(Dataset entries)

○ ○ ○

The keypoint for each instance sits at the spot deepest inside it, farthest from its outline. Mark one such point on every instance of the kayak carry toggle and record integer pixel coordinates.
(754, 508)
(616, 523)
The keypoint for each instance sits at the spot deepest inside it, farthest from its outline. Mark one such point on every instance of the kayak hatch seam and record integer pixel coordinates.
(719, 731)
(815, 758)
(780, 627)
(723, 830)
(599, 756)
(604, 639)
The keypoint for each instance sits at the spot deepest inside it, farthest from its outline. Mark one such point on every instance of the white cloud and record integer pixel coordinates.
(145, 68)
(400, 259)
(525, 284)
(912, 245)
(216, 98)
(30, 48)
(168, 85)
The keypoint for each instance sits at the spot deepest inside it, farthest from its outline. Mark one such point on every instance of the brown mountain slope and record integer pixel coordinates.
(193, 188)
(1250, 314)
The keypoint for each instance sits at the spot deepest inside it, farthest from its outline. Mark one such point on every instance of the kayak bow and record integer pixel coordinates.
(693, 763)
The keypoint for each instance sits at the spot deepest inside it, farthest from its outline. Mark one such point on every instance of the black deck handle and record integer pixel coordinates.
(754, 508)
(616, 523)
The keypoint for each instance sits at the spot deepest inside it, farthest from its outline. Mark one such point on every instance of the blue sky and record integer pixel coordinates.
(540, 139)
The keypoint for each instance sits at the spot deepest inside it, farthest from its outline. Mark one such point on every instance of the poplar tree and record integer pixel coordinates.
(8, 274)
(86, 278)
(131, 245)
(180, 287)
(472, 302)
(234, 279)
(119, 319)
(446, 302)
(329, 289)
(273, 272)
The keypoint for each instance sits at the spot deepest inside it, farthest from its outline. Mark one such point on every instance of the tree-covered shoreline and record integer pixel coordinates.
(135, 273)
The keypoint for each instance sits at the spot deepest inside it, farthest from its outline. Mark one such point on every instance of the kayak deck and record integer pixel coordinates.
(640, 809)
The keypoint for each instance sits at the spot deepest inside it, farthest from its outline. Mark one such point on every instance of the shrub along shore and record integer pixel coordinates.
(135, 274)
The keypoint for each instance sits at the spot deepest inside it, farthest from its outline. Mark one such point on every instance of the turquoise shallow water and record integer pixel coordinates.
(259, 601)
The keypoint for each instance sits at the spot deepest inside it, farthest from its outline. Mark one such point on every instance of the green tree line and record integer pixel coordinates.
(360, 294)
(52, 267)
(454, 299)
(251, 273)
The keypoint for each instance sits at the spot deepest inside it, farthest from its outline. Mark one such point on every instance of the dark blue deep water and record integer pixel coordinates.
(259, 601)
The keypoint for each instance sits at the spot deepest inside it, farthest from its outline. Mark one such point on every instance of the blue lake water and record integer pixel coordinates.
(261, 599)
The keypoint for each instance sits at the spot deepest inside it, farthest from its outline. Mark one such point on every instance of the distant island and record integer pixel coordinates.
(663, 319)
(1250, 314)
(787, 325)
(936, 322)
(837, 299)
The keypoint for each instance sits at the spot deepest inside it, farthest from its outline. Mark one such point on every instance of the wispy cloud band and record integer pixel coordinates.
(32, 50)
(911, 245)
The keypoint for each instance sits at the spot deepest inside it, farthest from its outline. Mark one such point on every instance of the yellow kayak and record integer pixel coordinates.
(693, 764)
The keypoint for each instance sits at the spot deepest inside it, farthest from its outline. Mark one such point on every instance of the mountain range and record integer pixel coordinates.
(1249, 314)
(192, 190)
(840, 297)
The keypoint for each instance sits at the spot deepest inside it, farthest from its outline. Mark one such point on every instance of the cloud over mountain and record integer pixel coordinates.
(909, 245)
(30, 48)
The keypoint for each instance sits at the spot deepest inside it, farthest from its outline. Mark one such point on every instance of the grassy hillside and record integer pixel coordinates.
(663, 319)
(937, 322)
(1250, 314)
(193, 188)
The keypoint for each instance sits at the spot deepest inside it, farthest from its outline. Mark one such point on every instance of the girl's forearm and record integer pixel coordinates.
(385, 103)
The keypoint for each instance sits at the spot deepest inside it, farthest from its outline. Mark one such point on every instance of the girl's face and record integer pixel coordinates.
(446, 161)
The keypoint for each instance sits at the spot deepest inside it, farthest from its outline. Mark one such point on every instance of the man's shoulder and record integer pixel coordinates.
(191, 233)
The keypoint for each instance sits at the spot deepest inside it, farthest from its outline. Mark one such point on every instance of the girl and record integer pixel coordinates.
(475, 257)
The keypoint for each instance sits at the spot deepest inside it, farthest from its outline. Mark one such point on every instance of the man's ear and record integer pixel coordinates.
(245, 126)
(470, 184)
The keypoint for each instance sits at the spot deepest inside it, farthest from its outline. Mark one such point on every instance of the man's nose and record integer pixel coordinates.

○ ○ ○

Give back all the data exactly as written.

The keypoint for each instance sits at the spot deepest inside it, farthest from its outline. Mark one such point on every instance of the kayak carry toggle and record integer pixel coordinates.
(754, 508)
(616, 523)
The keypoint for each instance sits at the spot deepest inside it, farthest from its outline. Mark one such point on every instance of the kayak hatch seam and record integer pixel coordinates.
(719, 731)
(815, 758)
(780, 627)
(723, 830)
(599, 756)
(604, 639)
The keypoint for each instance sits at the spot deepest inside it, farthest from its outline. Mark one such point on every instance of the white cloud and record integer pixel coordinates.
(145, 68)
(400, 259)
(525, 284)
(912, 245)
(216, 98)
(30, 48)
(168, 85)
The keypoint for each instance sits at the spot deepest inside it, farthest from its outline. Mark one such point on every instance of the brown mountain slope and record integer pixel coordinates.
(193, 188)
(1250, 314)
The keypoint for each instance sits at the spot deepest inside it, farthest from its outline. Mark one such point on every instance of the kayak bow and record integer pixel coordinates.
(693, 763)
The keypoint for each instance sits at the spot deepest inside it, farthest from its outline. Mark one such point on every instance of the black deck handle and record integer pixel coordinates.
(754, 508)
(616, 523)
The keypoint for each instance sits at the spot deepest inside it, farthest from its outline. Mark one such point on every instance of the blue sky and record integer pixel coordinates.
(540, 139)
The keypoint for each instance sits at the spot deepest inside it, farthest from its outline. Mark one such point on every instance of the poplar tree and record integer pixel coordinates.
(8, 274)
(86, 278)
(131, 245)
(180, 287)
(472, 302)
(234, 279)
(119, 319)
(446, 302)
(329, 289)
(273, 272)
The keypoint for each instance sits at the spot deepest inside it, farthest from its outline. Mark one such point on every instance of the tree-covered shoreline and record integer pixel coordinates.
(135, 273)
The keypoint for each instance sits at the spot deepest inside it, farthest from its outline. Mark one such point on every instance of the kayak deck and record integer pixel coordinates.
(640, 809)
The keypoint for each instance sits at the spot deepest inside it, farthest from its outline. Mark one such point on every instance of the shrub along shore and record integer pixel coordinates.
(135, 274)
The keypoint for each instance sits at the spot deepest inside it, farthest from its outline. Mark one such point on every instance of the turquoise shallow water and record integer pixel coordinates.
(259, 601)
The keypoint for each instance sits at the spot deepest inside it, farthest from its outline. Mark one such point on every instance of the green tree line and record integer pixel coordinates.
(360, 294)
(52, 267)
(454, 299)
(251, 273)
The keypoint for each instance sits at the spot deepest inside it, farthest from its outline. Mark one such point on every instance of the dark blue deep water and record integer pixel coordinates.
(259, 601)
The keypoint for each instance sits at the spot deepest inside it, farthest from its outline. Mark one such point on every instance of the blue lake water and record integer pixel coordinates.
(261, 599)
The keypoint for each instance sits at the spot deepest inside it, farthest from its outline. Mark one such point on every instance of the distant island and record integer pixel coordinates.
(663, 319)
(1250, 314)
(787, 325)
(936, 322)
(837, 299)
The keypoint for each instance sits at the spot deepest inside it, farthest from its outline. Mark one such point on every instance of the wispy cloud band and record integer pixel coordinates.
(32, 50)
(911, 245)
The keypoint for each instance sits at the spot deepest inside it, farthest from its outline. Mark one such point on every instance of the yellow kayak and record integer pixel coordinates.
(693, 764)
The keypoint for each instance sits at the spot deepest inside it, farthest from its outline. Mark one such point on every instance of the mountain range and record integer pixel coordinates.
(1249, 314)
(192, 190)
(840, 297)
The keypoint for each instance sits at the spot deepest inside it, farthest from its outline. Mark one such point on every instance of the cloud over mountain and record integer pixel coordinates.
(909, 245)
(30, 48)
The keypoint for each instance sits at the spot deepest inside it, farthest from its outline. Mark one such point on every instance of the grassy hillside and record integer pixel coordinates.
(663, 319)
(937, 322)
(1250, 314)
(193, 188)
The keypoint for each instance sits at the spot deepest inside it, farthest from its outline. Mark one such point on every instance of the girl's forearm and record integer pixel coordinates.
(385, 103)
The keypoint for each instance sits at the spot deepest inside it, farthest from its outline. Mark one such point on every instance of the girl's face and record integer pixel coordinates.
(446, 161)
The keypoint for each instance sits at the spot deepest inside it, farthest from its outline. Mark one such point on every instance of the man's shoulder and record integer pixel coordinates.
(191, 233)
The keypoint for each instance sits at the spot deepest inside it, farthest from its outline. Mark one such point on every instance of the girl and record integer pixel coordinates.
(475, 257)
The keypoint for each instance sits at the spot deepest inside it, farthest from its outline. Mark one such point on every instance of the man's ear and record integer pixel coordinates.
(245, 126)
(470, 184)
The keypoint for each instance sits at the spot deepest inside it, farthest from its outline. Mark one such point on every instance of the man's nose and record integer pixel coordinates.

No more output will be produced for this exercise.